Remembering Dr. Grunwaldt
As the old saying goes, the cemeteries are filled with irreplaceable people.
This old saw can cut two ways. One is that it’s a sly way of reminding us that no one is irreplaceable, that people come along to bend down and pick up fallen standards.
But in some extremely rare cases, one’s first thought when we learn of a person’s death is as true as it is well worn: We won’t see their like again. So it was when many Islanders learned that Dr. Edgar Grunwaldt had passed away at the age of 89 on Sunday.
Dr. Grunwaldt led an extraordinary life, from his birth in Buenos Aires, to his immigration to the U.S. as a young man, to his research on the groundbreaking work of identifying the spirochete that causes Lyme disease.
But his greatest accomplishment, and what he will be remembered for here, is being a town doctor on the Island for almost three decades, serving, comforting and caring for the community he loved.
His family said there will be a gathering held this summer to give Islanders an opportunity to share memories and honor one of our irreplaceable people. We look forward to paying our respects.
Summit on the Rock
The Shelter Island Board of Education had a job applicant at Monday’s meeting. After listening to a presentation by the school’s teachers on the striking successes of “collaborative teaching” practiced in our district, visiting Shoreham-Wading River Superintendent Steve Cohen asked, “Do you have any job openings here?”

Supplied records:
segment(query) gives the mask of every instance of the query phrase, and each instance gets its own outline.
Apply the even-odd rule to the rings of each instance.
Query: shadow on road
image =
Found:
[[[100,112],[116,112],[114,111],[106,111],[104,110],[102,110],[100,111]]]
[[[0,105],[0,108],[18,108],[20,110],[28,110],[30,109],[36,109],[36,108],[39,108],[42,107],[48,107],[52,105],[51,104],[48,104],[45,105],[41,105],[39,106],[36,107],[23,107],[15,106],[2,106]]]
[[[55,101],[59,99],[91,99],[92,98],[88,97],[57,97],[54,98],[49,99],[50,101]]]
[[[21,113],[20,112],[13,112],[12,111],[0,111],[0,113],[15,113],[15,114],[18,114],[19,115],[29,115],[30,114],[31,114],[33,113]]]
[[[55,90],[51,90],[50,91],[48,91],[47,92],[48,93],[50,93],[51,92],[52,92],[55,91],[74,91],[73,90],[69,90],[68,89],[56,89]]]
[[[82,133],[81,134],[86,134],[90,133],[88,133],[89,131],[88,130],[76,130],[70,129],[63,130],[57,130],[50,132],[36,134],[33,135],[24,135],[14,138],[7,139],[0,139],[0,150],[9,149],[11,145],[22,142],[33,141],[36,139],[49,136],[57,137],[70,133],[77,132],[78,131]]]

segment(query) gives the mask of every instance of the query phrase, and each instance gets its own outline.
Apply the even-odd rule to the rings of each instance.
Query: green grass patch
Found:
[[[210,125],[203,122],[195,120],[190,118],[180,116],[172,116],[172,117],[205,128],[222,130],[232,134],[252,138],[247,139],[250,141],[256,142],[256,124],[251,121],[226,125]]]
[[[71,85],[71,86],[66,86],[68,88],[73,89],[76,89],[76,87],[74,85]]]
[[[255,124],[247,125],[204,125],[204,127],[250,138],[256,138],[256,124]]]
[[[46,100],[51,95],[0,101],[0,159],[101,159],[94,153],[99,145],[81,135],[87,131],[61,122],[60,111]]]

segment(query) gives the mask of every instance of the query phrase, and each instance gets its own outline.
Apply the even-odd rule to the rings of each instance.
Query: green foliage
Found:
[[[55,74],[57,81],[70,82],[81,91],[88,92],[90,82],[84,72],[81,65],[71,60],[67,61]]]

Task description: Could you extend the Shelter Island editorial past its final sentence, picking up after the superintendent's question about job openings?

Answer:
Mr. Cohen joined other superintendents, including Southold Superintendent David Gamberg, to hear of the progress that collaborative teaching methods produces in students. But the visiting educators also heard how the method reenergizes and refocuses teachers on an almost daily basis to the goals they had when they idealistically entered the profession.
Mr. Gamberg and Mr. Cohen, along with Shelter Island School Superintendent Michael Hynes, were building on their momentum from a week ago when they organized a forum at Stony Brook University with national and international scholars to find an alternative to the mostly disparaged Common Core standards.
Shelter Island was the venue for the second summit of educators interested in not standing pat but moving forward to allow students to not just survive primary and secondary education, but to flourish in college and the waiting job market.
We can’t think of a better place to start than here.